• [Records provided]
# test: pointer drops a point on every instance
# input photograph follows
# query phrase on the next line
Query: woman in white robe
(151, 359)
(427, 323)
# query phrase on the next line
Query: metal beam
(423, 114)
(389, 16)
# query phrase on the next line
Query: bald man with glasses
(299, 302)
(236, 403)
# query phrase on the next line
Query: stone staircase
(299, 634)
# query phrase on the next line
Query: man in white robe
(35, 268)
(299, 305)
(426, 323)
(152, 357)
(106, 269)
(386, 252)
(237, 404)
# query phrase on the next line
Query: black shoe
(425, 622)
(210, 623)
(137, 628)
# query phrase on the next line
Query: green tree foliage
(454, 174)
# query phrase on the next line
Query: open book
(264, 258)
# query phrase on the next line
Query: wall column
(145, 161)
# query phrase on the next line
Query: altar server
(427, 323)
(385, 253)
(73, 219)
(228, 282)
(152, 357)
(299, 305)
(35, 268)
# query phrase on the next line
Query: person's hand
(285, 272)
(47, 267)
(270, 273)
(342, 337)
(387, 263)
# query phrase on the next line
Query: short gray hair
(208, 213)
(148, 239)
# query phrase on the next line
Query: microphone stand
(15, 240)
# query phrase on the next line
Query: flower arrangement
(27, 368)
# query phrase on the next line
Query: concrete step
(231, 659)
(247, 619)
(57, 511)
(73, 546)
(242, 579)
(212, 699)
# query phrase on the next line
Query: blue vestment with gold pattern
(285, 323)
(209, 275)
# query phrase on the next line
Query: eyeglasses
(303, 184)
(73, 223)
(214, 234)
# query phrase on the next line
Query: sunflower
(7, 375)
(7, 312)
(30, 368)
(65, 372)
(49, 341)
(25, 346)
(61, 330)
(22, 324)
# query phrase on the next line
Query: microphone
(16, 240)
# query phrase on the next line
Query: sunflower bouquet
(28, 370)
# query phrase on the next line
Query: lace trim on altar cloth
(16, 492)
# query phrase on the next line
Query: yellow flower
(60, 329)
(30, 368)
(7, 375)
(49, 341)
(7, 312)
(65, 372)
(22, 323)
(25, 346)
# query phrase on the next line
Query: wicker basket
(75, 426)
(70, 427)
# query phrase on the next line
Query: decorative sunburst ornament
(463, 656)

• [The request] Please put each line of the entries above into a Markdown table with the columns Row and Line, giving each row a number and leaving out blank lines.

• [Correct result]
| Row | Line |
|---|---|
| 1 | # test: pointer drops a point on every instance |
| 2 | # input photograph follows |
| 3 | # query phrase on the next line |
| 4 | Query: woman in white robe |
| 5 | (151, 359) |
| 6 | (427, 323) |
| 7 | # query phrase on the next line |
| 8 | Query: metal beam |
| 9 | (423, 114) |
| 10 | (389, 16) |
| 11 | # query phrase on the next line |
| 12 | Query: bald man with glasses |
| 13 | (299, 302) |
| 14 | (236, 403) |
| 15 | # query phrase on the next line |
| 16 | Query: stone staircase |
| 17 | (299, 634) |
| 18 | # query phrase on the next line |
| 19 | Query: man in white robe |
| 20 | (35, 268) |
| 21 | (299, 305) |
| 22 | (426, 323) |
| 23 | (152, 357) |
| 24 | (106, 269) |
| 25 | (386, 252) |
| 26 | (237, 404) |
| 27 | # query phrase on the next line |
| 28 | Query: black shoe |
| 29 | (425, 622) |
| 30 | (210, 623) |
| 31 | (137, 628) |
| 32 | # query phrase on the next line |
| 33 | Query: green tree foliage |
| 34 | (454, 174) |
| 35 | # query phrase on the next line |
| 36 | Query: open book |
| 37 | (264, 258) |
| 38 | # query phrase on the next line |
| 39 | Query: wall column |
| 40 | (145, 161) |
| 41 | # query phrase on the next line |
| 42 | Query: altar server |
| 43 | (427, 323) |
| 44 | (385, 253) |
| 45 | (73, 219) |
| 46 | (228, 282) |
| 47 | (152, 357) |
| 48 | (299, 305) |
| 49 | (35, 268) |
| 50 | # query phrase on the next line |
| 51 | Query: person's hand |
| 52 | (285, 272) |
| 53 | (47, 267) |
| 54 | (270, 273) |
| 55 | (342, 337) |
| 56 | (387, 263) |
| 57 | # query phrase on the next line |
| 58 | Query: short gray hair |
| 59 | (208, 213) |
| 60 | (148, 239) |
| 61 | # query phrase on the next line |
| 62 | Query: microphone stand |
| 63 | (15, 240) |
| 64 | # query phrase on the next line |
| 65 | Query: flower arrangement |
| 66 | (27, 368) |
| 67 | # query phrase on the next line |
| 68 | Query: concrete step |
| 69 | (231, 659) |
| 70 | (247, 619) |
| 71 | (57, 511) |
| 72 | (73, 546) |
| 73 | (242, 579) |
| 74 | (212, 699) |
| 75 | # query phrase on the next line |
| 76 | Query: blue vestment with gold pattern |
| 77 | (285, 323) |
| 78 | (209, 275) |
| 79 | # query phrase on the next line |
| 80 | Query: eyeglasses |
| 81 | (303, 184) |
| 82 | (73, 223) |
| 83 | (214, 234) |
| 84 | # query phrase on the next line |
| 85 | Query: sunflower |
| 86 | (7, 375) |
| 87 | (7, 312) |
| 88 | (30, 368) |
| 89 | (65, 372) |
| 90 | (49, 341) |
| 91 | (25, 346) |
| 92 | (61, 330) |
| 93 | (22, 324) |
| 94 | # query phrase on the next line |
| 95 | Query: microphone |
| 96 | (16, 240) |
| 97 | # query phrase on the next line |
| 98 | Query: sunflower bouquet |
| 99 | (28, 370) |
| 100 | # query phrase on the next line |
| 101 | Query: lace trim on altar cloth |
| 102 | (16, 492) |
| 103 | # query phrase on the next line |
| 104 | Query: yellow flower |
| 105 | (60, 329) |
| 106 | (30, 368) |
| 107 | (7, 375) |
| 108 | (49, 341) |
| 109 | (7, 312) |
| 110 | (65, 372) |
| 111 | (22, 323) |
| 112 | (25, 346) |
| 113 | # query phrase on the next line |
| 114 | Query: wicker basket |
| 115 | (75, 426) |
| 116 | (70, 427) |
| 117 | # query phrase on the next line |
| 118 | Query: decorative sunburst ornament |
| 119 | (463, 656) |